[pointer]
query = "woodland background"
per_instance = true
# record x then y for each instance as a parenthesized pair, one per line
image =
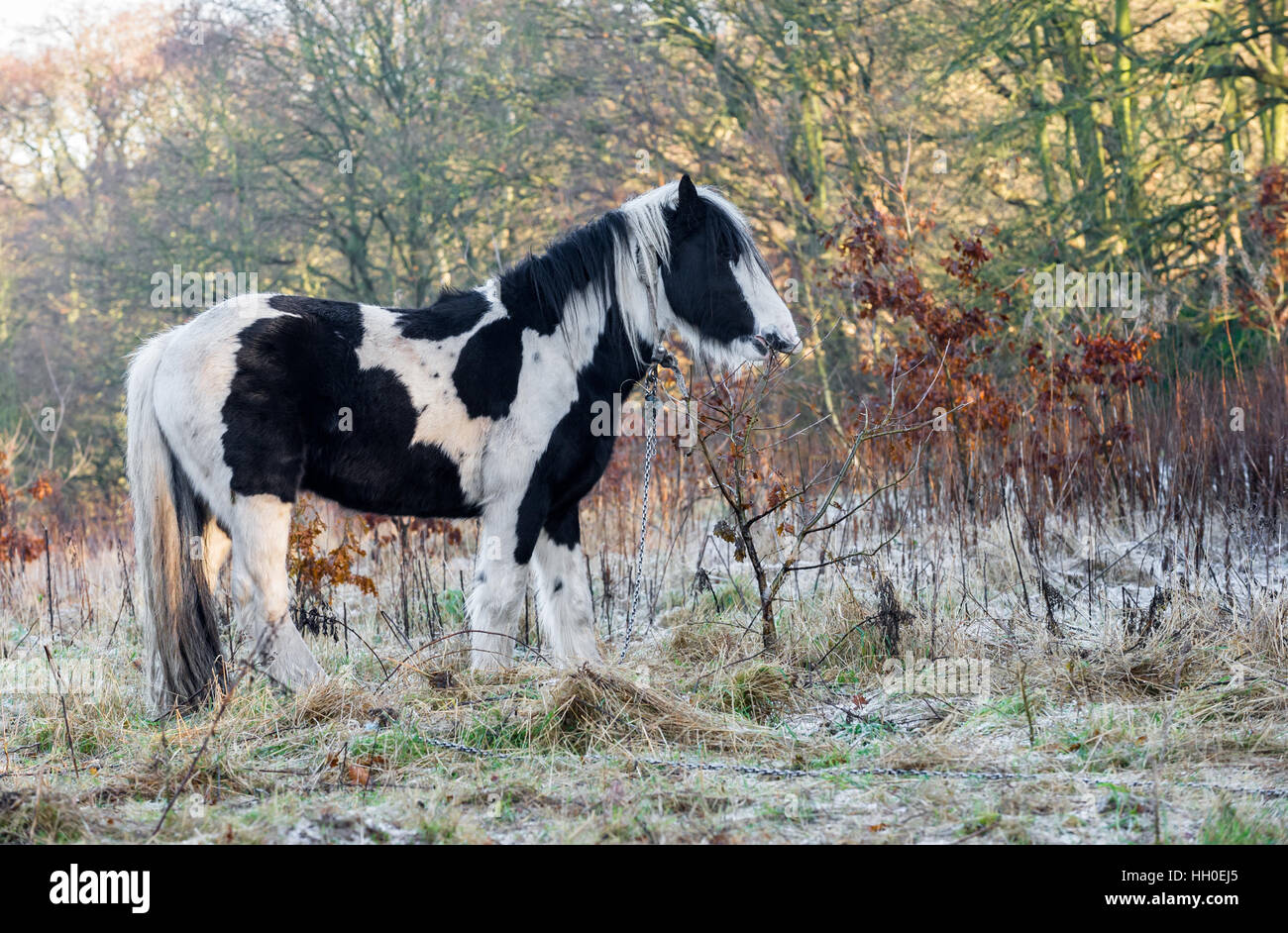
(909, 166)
—————
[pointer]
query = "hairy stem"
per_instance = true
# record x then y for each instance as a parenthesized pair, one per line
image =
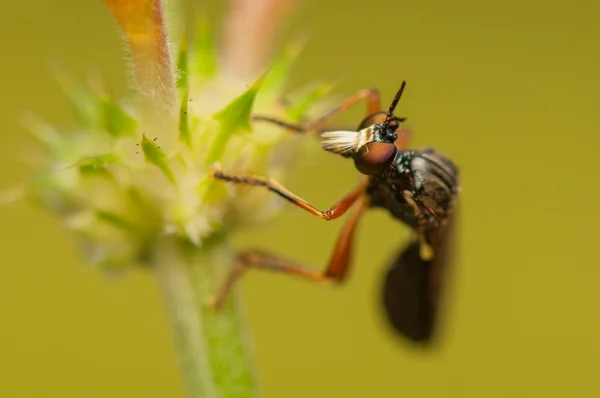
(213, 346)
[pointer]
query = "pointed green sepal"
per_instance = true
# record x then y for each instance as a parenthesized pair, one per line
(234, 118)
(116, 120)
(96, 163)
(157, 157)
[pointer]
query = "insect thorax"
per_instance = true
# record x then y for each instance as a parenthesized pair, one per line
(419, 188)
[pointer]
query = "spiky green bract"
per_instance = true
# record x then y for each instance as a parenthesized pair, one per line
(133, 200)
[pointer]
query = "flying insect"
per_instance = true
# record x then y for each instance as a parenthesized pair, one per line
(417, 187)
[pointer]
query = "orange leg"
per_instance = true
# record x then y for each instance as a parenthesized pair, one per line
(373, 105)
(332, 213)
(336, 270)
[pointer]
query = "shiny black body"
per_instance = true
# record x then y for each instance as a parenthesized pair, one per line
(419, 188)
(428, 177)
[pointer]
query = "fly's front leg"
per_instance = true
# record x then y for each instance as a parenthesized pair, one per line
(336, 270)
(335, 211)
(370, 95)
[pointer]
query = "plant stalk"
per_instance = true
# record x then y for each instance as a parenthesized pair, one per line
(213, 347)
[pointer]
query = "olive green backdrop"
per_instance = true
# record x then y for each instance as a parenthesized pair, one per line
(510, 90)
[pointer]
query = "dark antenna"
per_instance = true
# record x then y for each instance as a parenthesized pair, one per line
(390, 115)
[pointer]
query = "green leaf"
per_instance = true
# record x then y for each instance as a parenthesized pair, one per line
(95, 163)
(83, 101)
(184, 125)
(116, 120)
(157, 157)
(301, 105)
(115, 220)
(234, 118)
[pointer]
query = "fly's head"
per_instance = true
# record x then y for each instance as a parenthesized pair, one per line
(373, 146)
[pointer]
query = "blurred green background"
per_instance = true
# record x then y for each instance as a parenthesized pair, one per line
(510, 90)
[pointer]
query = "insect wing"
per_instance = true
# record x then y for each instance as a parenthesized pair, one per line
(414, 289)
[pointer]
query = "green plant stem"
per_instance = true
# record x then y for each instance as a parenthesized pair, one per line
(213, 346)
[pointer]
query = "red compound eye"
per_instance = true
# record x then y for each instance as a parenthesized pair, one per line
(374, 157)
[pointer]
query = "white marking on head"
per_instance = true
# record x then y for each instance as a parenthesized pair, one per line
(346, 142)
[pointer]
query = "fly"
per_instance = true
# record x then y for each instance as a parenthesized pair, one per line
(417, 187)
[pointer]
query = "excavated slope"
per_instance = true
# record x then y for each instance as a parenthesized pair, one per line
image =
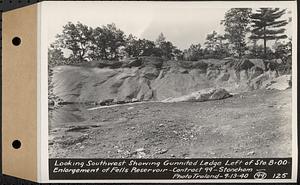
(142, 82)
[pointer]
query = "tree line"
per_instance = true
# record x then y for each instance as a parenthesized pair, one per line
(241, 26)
—————
Your assignment: Reproduce each line from the data that has "green" in it.

Response to this exercise:
query = "pointed green sepal"
query = "spiky green bract"
query = "olive green backdrop"
query = "green leaf"
query = "blurred green background"
query = "green plant stem"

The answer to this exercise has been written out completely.